▶ [TASK] Where does the string "cardboard" appear in the records? Copy each line that holds it.

▶ [PROVIDED RECORDS]
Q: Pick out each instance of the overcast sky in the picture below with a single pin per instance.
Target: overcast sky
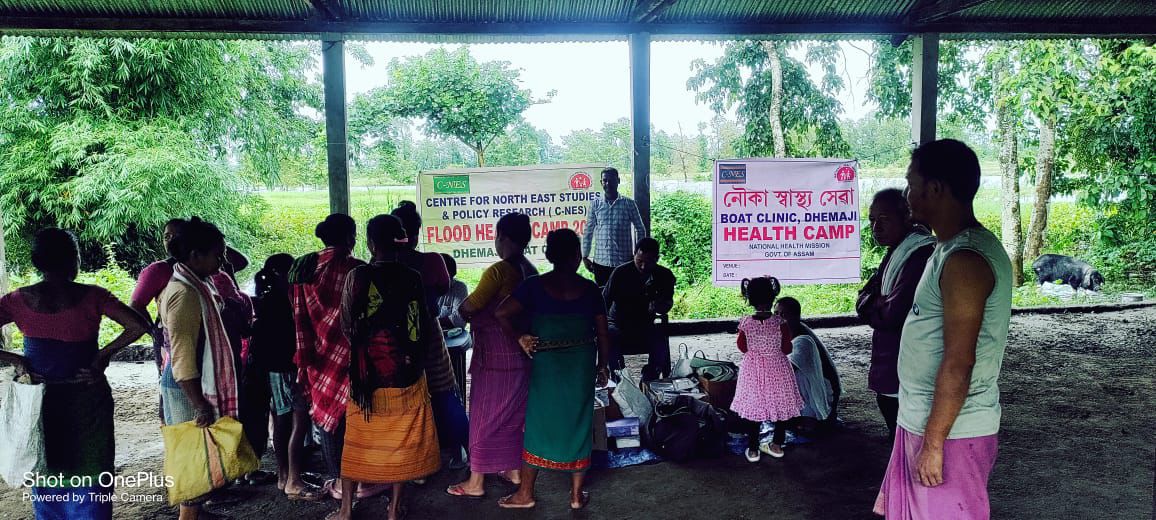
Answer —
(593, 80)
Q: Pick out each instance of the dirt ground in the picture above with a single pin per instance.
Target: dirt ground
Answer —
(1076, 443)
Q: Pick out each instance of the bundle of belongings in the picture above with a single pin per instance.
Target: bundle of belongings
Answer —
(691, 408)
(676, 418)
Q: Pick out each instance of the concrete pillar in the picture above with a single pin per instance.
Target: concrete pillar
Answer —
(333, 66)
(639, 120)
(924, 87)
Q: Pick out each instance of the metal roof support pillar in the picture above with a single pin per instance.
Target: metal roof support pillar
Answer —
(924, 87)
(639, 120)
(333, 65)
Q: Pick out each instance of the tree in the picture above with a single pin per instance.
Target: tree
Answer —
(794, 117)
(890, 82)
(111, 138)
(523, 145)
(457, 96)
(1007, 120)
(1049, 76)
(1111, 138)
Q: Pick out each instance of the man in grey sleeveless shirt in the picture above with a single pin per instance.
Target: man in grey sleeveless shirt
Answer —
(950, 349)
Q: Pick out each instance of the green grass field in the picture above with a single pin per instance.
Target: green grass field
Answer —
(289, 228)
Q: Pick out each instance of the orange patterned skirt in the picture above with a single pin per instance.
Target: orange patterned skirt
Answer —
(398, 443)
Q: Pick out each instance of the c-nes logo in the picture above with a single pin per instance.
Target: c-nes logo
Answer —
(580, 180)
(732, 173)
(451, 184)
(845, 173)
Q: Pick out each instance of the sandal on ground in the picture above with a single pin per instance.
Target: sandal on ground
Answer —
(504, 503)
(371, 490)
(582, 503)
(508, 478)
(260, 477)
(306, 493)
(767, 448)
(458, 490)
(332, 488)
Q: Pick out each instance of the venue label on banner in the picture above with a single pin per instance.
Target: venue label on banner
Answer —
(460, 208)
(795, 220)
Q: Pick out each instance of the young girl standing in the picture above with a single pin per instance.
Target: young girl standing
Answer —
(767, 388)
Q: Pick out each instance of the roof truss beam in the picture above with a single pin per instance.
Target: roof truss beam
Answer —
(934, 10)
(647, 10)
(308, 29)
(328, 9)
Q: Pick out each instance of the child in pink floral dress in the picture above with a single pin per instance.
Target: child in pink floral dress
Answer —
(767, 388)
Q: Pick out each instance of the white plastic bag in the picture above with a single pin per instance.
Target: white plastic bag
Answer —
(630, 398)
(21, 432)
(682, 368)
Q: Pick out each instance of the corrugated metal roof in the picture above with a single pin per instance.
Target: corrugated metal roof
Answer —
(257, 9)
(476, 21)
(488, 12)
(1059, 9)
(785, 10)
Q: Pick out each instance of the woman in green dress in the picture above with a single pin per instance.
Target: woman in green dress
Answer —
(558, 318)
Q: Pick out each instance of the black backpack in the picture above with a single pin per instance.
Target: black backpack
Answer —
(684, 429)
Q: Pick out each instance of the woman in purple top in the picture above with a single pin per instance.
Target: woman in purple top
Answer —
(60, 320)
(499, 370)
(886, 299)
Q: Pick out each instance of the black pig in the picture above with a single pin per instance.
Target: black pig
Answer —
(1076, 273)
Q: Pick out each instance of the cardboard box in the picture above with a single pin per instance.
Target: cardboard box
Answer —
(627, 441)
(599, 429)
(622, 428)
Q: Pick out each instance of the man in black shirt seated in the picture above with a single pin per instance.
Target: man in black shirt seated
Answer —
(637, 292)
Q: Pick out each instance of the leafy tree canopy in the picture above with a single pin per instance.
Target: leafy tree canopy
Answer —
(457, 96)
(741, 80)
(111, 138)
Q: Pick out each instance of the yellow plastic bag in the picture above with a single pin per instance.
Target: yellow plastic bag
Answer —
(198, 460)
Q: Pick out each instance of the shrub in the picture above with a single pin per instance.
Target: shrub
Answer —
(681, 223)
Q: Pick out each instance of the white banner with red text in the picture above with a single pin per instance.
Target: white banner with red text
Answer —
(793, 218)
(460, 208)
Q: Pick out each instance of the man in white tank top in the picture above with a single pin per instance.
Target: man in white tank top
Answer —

==

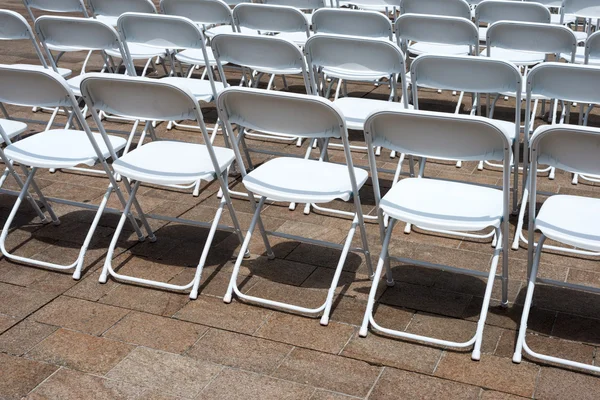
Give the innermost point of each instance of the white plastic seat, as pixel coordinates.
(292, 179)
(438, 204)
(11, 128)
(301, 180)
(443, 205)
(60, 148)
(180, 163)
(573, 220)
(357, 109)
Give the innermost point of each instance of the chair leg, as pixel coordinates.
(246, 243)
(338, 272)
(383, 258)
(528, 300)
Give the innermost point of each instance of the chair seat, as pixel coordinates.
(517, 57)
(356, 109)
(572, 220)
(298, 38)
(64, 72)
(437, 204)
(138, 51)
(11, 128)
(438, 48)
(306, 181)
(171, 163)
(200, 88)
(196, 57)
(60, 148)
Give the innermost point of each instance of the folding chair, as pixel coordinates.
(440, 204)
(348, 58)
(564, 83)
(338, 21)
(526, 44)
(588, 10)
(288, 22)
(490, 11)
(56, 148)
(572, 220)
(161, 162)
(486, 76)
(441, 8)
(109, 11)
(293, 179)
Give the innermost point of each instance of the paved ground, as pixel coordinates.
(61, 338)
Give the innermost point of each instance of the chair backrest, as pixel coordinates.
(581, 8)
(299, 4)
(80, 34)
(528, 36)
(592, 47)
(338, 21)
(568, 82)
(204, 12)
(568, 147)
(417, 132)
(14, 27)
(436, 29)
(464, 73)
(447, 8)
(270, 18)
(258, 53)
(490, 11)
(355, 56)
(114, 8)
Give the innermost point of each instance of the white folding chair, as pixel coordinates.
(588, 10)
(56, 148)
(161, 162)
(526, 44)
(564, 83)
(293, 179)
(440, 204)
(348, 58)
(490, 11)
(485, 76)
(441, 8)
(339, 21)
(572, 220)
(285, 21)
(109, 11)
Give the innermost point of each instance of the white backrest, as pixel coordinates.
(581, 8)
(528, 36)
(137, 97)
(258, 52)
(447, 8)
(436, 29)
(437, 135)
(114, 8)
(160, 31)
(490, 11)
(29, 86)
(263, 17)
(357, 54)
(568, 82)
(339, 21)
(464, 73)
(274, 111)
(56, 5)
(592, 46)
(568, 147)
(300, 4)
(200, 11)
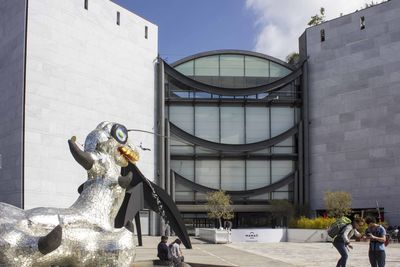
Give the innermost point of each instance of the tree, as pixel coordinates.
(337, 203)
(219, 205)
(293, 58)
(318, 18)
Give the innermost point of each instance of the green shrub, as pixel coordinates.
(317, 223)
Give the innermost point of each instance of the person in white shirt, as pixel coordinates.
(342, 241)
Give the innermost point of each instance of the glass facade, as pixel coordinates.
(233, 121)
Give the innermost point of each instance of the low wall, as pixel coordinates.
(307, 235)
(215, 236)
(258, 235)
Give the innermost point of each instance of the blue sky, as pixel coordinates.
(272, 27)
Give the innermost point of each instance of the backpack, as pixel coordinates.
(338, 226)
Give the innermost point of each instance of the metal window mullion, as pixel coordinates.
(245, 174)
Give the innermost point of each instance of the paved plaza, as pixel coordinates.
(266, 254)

▶ [SOLUTION TO THIS EXERCISE]
Q: Pick out each instance of the cardboard box in the picture above with a single pin per instance.
Target: cardboard box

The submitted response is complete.